■ **HOW TO COMPLETE THIS TASK**:
Please copy out the entries exactly, skipping any pictures.

■ **EXTRACTED DATA**:

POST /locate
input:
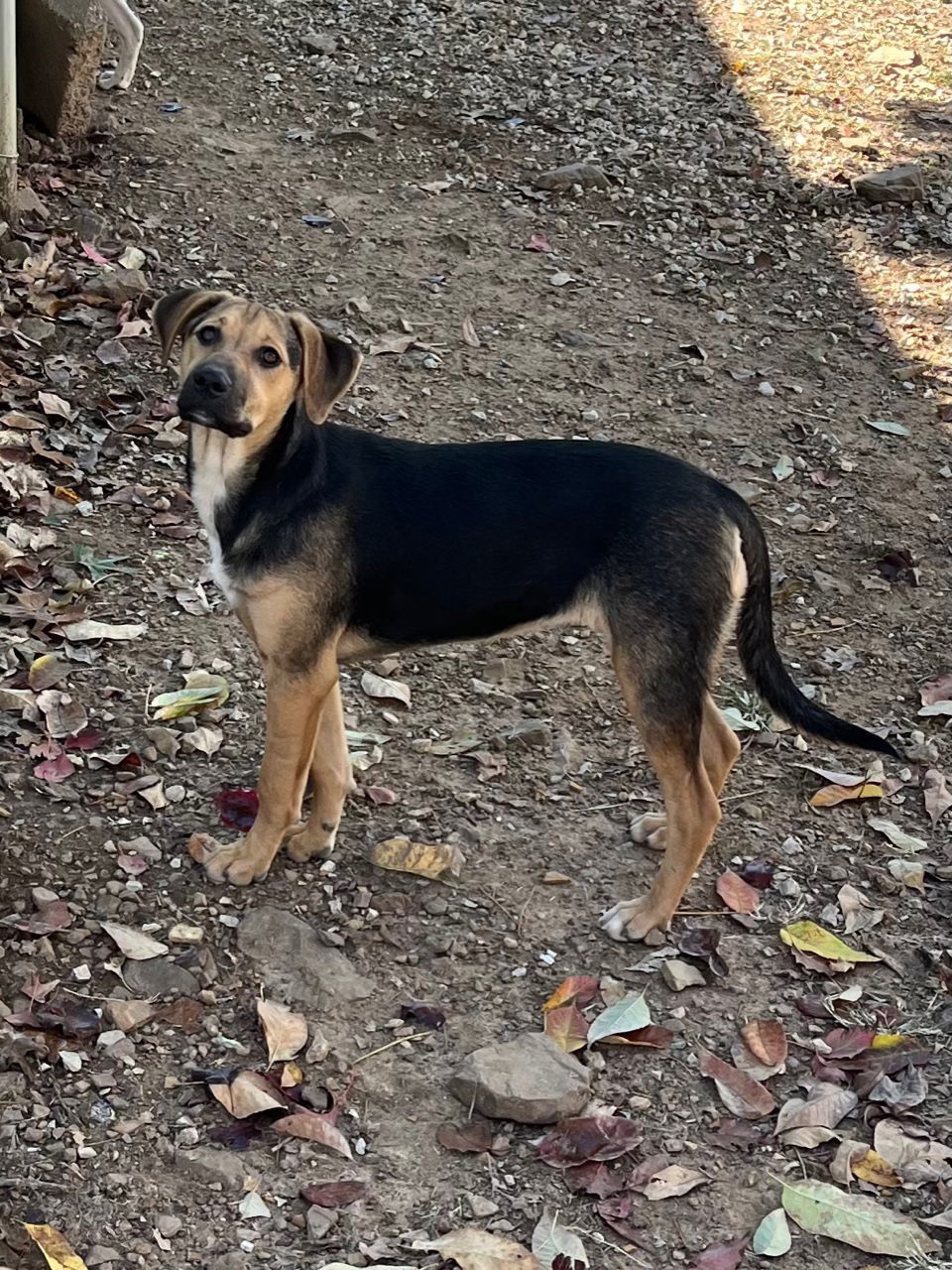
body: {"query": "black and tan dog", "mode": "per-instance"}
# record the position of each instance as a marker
(333, 544)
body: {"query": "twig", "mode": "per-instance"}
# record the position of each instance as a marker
(14, 1183)
(400, 1040)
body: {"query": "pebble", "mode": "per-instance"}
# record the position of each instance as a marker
(529, 1080)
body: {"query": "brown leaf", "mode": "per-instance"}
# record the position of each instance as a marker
(936, 794)
(581, 1138)
(285, 1032)
(824, 1106)
(567, 1028)
(315, 1128)
(579, 989)
(248, 1093)
(743, 1096)
(766, 1040)
(739, 896)
(334, 1194)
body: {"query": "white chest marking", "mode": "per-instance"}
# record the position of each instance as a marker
(213, 461)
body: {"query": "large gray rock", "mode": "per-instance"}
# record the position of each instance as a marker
(293, 959)
(529, 1080)
(902, 185)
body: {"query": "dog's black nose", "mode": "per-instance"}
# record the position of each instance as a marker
(211, 379)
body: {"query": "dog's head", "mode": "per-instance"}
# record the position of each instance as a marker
(244, 366)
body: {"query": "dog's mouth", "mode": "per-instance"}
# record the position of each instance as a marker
(207, 420)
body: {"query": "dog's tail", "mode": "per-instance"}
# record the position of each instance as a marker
(760, 656)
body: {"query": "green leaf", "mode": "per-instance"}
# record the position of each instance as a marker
(626, 1015)
(895, 430)
(858, 1220)
(772, 1236)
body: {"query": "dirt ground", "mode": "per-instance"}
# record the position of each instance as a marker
(717, 290)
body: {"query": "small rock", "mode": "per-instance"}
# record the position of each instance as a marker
(160, 978)
(294, 959)
(902, 185)
(318, 1222)
(182, 934)
(892, 55)
(211, 1165)
(529, 734)
(679, 975)
(317, 42)
(480, 1206)
(584, 175)
(529, 1080)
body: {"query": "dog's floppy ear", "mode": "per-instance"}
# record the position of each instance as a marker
(329, 366)
(175, 313)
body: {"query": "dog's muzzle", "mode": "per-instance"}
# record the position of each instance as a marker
(209, 398)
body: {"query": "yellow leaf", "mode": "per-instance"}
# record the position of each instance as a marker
(830, 795)
(58, 1252)
(810, 938)
(424, 858)
(874, 1169)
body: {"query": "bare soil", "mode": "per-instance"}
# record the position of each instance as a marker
(722, 295)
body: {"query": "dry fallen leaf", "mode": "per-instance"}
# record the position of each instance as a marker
(385, 690)
(315, 1128)
(820, 1207)
(742, 1095)
(426, 860)
(739, 896)
(823, 1107)
(810, 938)
(285, 1032)
(134, 944)
(246, 1095)
(58, 1252)
(476, 1250)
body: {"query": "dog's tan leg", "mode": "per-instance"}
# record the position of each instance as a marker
(719, 753)
(295, 703)
(331, 781)
(670, 708)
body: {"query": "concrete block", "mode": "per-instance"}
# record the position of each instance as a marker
(59, 50)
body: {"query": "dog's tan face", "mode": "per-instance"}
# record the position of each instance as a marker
(244, 366)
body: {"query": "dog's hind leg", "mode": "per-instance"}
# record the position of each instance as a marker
(331, 781)
(719, 752)
(666, 701)
(295, 703)
(128, 32)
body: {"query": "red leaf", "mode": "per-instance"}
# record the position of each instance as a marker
(848, 1042)
(238, 808)
(95, 257)
(580, 991)
(722, 1256)
(468, 1138)
(87, 738)
(334, 1194)
(567, 1028)
(583, 1138)
(739, 896)
(593, 1179)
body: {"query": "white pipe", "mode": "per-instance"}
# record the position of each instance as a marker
(8, 107)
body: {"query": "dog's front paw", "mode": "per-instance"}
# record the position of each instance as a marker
(239, 862)
(311, 842)
(652, 829)
(634, 920)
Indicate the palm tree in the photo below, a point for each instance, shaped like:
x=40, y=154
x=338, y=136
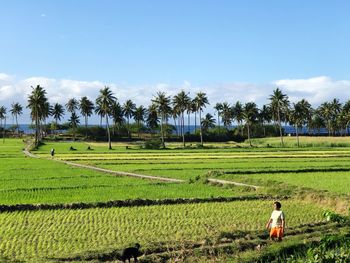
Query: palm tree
x=99, y=111
x=86, y=107
x=218, y=108
x=201, y=101
x=208, y=122
x=265, y=116
x=317, y=121
x=181, y=102
x=37, y=103
x=336, y=107
x=117, y=115
x=72, y=105
x=16, y=110
x=237, y=110
x=162, y=104
x=139, y=116
x=57, y=113
x=307, y=111
x=152, y=117
x=279, y=104
x=189, y=110
x=105, y=101
x=129, y=108
x=250, y=115
x=74, y=122
x=298, y=117
x=3, y=117
x=326, y=112
x=226, y=114
x=2, y=114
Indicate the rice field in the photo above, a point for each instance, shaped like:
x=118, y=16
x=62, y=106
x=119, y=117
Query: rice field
x=46, y=235
x=59, y=234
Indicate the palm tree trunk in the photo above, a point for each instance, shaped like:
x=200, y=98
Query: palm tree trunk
x=280, y=126
x=297, y=135
x=195, y=121
x=162, y=130
x=109, y=134
x=4, y=131
x=200, y=126
x=218, y=119
x=188, y=123
x=183, y=129
x=86, y=126
x=248, y=132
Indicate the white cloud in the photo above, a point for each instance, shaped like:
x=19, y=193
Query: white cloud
x=316, y=90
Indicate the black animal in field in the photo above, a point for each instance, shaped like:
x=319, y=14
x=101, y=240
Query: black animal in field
x=131, y=252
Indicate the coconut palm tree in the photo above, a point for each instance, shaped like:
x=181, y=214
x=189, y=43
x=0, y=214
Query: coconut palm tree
x=99, y=111
x=250, y=116
x=265, y=116
x=162, y=103
x=72, y=105
x=279, y=103
x=105, y=101
x=218, y=108
x=16, y=110
x=3, y=112
x=86, y=107
x=129, y=108
x=181, y=102
x=73, y=123
x=117, y=115
x=298, y=117
x=139, y=116
x=208, y=122
x=317, y=121
x=152, y=117
x=336, y=107
x=327, y=113
x=237, y=110
x=37, y=103
x=57, y=113
x=201, y=101
x=189, y=110
x=307, y=111
x=226, y=114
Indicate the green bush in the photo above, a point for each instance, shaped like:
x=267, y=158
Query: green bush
x=153, y=144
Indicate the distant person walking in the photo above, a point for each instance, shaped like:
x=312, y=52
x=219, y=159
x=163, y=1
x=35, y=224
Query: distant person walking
x=276, y=223
x=52, y=153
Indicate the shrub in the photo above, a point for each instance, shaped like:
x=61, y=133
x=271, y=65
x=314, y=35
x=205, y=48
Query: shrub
x=153, y=144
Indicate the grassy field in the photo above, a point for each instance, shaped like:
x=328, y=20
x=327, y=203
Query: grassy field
x=52, y=234
x=65, y=233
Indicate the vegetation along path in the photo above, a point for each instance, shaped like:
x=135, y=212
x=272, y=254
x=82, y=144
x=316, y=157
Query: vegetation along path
x=164, y=179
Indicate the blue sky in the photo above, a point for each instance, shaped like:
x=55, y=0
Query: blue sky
x=140, y=46
x=170, y=41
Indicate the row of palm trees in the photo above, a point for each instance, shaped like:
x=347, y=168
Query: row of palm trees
x=332, y=115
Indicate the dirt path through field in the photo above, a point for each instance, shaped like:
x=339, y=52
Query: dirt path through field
x=150, y=177
x=118, y=173
x=233, y=183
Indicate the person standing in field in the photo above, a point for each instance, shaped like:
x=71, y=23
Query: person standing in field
x=276, y=223
x=52, y=153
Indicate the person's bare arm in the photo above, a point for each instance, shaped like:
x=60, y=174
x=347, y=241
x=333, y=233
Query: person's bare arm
x=268, y=223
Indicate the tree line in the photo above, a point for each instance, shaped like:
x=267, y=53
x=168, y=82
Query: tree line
x=332, y=115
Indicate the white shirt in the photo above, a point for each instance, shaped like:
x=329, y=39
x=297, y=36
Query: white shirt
x=277, y=216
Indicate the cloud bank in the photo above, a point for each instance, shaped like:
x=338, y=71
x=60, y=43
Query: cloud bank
x=316, y=90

■ **SOLVED PROBLEM**:
POST /locate
input:
body: {"query": "black and tan dog", "mode": "per-instance"}
# record the position of each instance as a marker
(333, 544)
body: {"query": "twig", "mode": "per-instance"}
# record the position of each instance as a marker
(14, 1183)
(400, 1040)
body: {"query": "pebble", "mode": "per-instance"}
# record the position of each instance as a marker
(529, 1080)
body: {"query": "brown leaf", "mode": "per-instance"}
# record the position of each instance as a marker
(936, 794)
(581, 1138)
(285, 1032)
(824, 1106)
(567, 1028)
(315, 1128)
(579, 989)
(248, 1093)
(743, 1096)
(766, 1040)
(739, 896)
(334, 1194)
body: {"query": "white chest marking", "mode": "per-instance"}
# record the position of each instance as a marker
(213, 461)
body: {"query": "large gray rock", "mode": "per-instance"}
# record the position of each instance as a marker
(293, 959)
(529, 1080)
(902, 185)
body: {"query": "dog's black nose", "mode": "per-instance"}
# record the position of each instance as a marker
(211, 379)
body: {"query": "dog's head", "mode": "per-instance"}
# record the position of each instance as a marker
(244, 366)
body: {"query": "dog's mouth", "mode": "per-instance"}
# record the position of each instance as a marker
(207, 420)
body: {"query": "dog's tail", "mode": "per-instance"}
# record the position of each instance as a marker
(760, 656)
body: {"query": "green leaf", "mode": "per-instance"}
# record the position of each instance as a marker
(626, 1015)
(895, 430)
(858, 1220)
(772, 1236)
body: {"query": "dirt ground", "mode": "per-instance"}
# record the position of each instance as a marker
(717, 290)
body: {"query": "small rock", "mode": "per-instance"}
# record the position of each instance as a marker
(160, 978)
(294, 959)
(902, 185)
(318, 1222)
(182, 934)
(892, 55)
(211, 1165)
(529, 734)
(679, 975)
(317, 42)
(480, 1206)
(584, 175)
(529, 1080)
body: {"query": "dog's floppy ear", "mode": "per-instance"}
# record the position of each instance as a marker
(329, 366)
(175, 313)
body: {"query": "dog's muzzle", "mode": "per-instance"}
# record the position of each instance as a marker
(209, 398)
body: {"query": "yellow leaf", "mode": "per-instance"}
# record the position of each instance as a marker
(830, 795)
(58, 1252)
(810, 938)
(424, 858)
(874, 1169)
body: {"query": "bare soil", "mode": "per-instance"}
# record the position of each instance as a marker
(722, 295)
body: {"query": "dry fallen leaf", "mode": "per-instance"}
# record the position of each instance as a marker
(385, 690)
(315, 1128)
(820, 1207)
(742, 1095)
(426, 860)
(739, 896)
(823, 1107)
(810, 938)
(285, 1032)
(134, 944)
(246, 1095)
(58, 1252)
(476, 1250)
body: {"query": "dog's tan leg", "mode": "per-instance"}
# record the position of each instance as a marker
(719, 753)
(295, 703)
(331, 781)
(670, 708)
body: {"query": "concrete block", "mode": "per-instance"}
# record the position of each instance as a marker
(59, 50)
body: {"query": "dog's tan face", "mode": "per-instance"}
# record the position of each instance as a marker
(244, 366)
body: {"query": "dog's hind leg", "mode": "per-instance"}
# record the position of each instance as a marker
(331, 781)
(719, 752)
(666, 701)
(295, 703)
(128, 32)
body: {"query": "red leaf", "mode": "per-instance"}
# record the position of each instance as a marker
(848, 1042)
(238, 808)
(95, 257)
(580, 991)
(722, 1256)
(468, 1138)
(87, 738)
(334, 1194)
(567, 1028)
(583, 1138)
(739, 896)
(593, 1179)
body: {"query": "white pipe", "mode": "per-instance"}
# record the position of each instance as a marker
(8, 107)
body: {"query": "dog's front paw", "mode": "per-instance"}
# record the position of each instance as a marker
(239, 862)
(311, 842)
(652, 829)
(634, 920)
Indicate the palm tree in the photo below, a point for each instance, shaped like:
x=40, y=154
x=338, y=136
Query: palm tree
x=99, y=111
x=86, y=107
x=218, y=108
x=201, y=101
x=208, y=122
x=265, y=116
x=317, y=121
x=181, y=102
x=37, y=103
x=336, y=107
x=117, y=115
x=72, y=105
x=16, y=110
x=237, y=110
x=162, y=104
x=139, y=116
x=57, y=113
x=307, y=111
x=152, y=117
x=279, y=104
x=189, y=110
x=105, y=101
x=129, y=108
x=250, y=115
x=74, y=122
x=298, y=117
x=3, y=117
x=326, y=112
x=226, y=114
x=2, y=114
Indicate the rice field in the photo above, a point for each instance, shaped like:
x=118, y=16
x=62, y=106
x=119, y=117
Query: rice field
x=46, y=235
x=59, y=234
Indicate the palm tree trunk in the photo above, a point for each instance, shaped like:
x=200, y=98
Query: palm tree trunk
x=280, y=126
x=297, y=135
x=195, y=121
x=162, y=130
x=109, y=134
x=4, y=131
x=200, y=126
x=218, y=119
x=188, y=123
x=183, y=129
x=86, y=126
x=248, y=132
Indicate the white cloud in the photo above, a point for each instance, shaped like:
x=19, y=193
Query: white cloud
x=316, y=90
Indicate the black animal in field in the photo above, a point for each instance, shaped like:
x=319, y=14
x=101, y=240
Query: black animal in field
x=131, y=252
Indicate the coconut palm tree in the photo above, a point for each instance, shaped like:
x=181, y=214
x=189, y=43
x=0, y=214
Query: coconut palm tree
x=99, y=111
x=250, y=116
x=265, y=116
x=162, y=103
x=72, y=105
x=279, y=103
x=105, y=101
x=218, y=108
x=16, y=110
x=3, y=112
x=86, y=107
x=129, y=108
x=181, y=102
x=73, y=123
x=117, y=115
x=298, y=117
x=139, y=116
x=208, y=122
x=317, y=121
x=152, y=117
x=336, y=107
x=327, y=113
x=237, y=110
x=37, y=103
x=57, y=113
x=201, y=101
x=189, y=110
x=307, y=111
x=226, y=114
Indicate the green bush in the photo above, a point for each instance, shaped like:
x=267, y=158
Query: green bush
x=153, y=144
Indicate the distant person walking in the photo above, a point for each instance, shaped like:
x=312, y=52
x=219, y=159
x=163, y=1
x=35, y=224
Query: distant person walking
x=276, y=223
x=52, y=153
Indicate the shrub in the photo above, a point for each instance, shaped like:
x=61, y=133
x=271, y=65
x=314, y=35
x=205, y=48
Query: shrub
x=153, y=144
Indicate the grassy field in the photo above, a point for each instance, shaped like:
x=328, y=20
x=327, y=203
Query: grassy field
x=52, y=234
x=65, y=233
Indicate the vegetation along path in the photo above, a point for each instance, shaped like:
x=135, y=212
x=272, y=254
x=82, y=144
x=316, y=157
Query: vegetation along path
x=164, y=179
Indicate the blue sky in the photo above, a point for each instance, shaped like:
x=55, y=0
Query: blue sky
x=140, y=46
x=170, y=41
Indicate the row of palm trees in the photo above, a point for each instance, shaped like:
x=347, y=168
Query: row of palm trees
x=332, y=115
Indicate the dirt path through field in the photo above, a point for each instance, shaped like:
x=339, y=52
Query: dirt path through field
x=150, y=177
x=118, y=173
x=233, y=183
Indicate the person standing in field in the photo above, a point for each instance, shaped like:
x=71, y=23
Query: person standing in field
x=276, y=223
x=52, y=153
Indicate the person's bare arm in the photo above, a point for each instance, shaped like:
x=60, y=174
x=347, y=241
x=333, y=233
Query: person's bare arm
x=268, y=223
Indicate the tree line in the photo above, a point for each instance, shaped like:
x=267, y=53
x=168, y=82
Query: tree line
x=332, y=115
Indicate the white shirt in the photo above, a point for each instance, shaped like:
x=329, y=39
x=297, y=36
Query: white shirt
x=277, y=216
Indicate the cloud bank in the photo above, a point for each instance, shaped like:
x=338, y=71
x=60, y=43
Query: cloud bank
x=316, y=90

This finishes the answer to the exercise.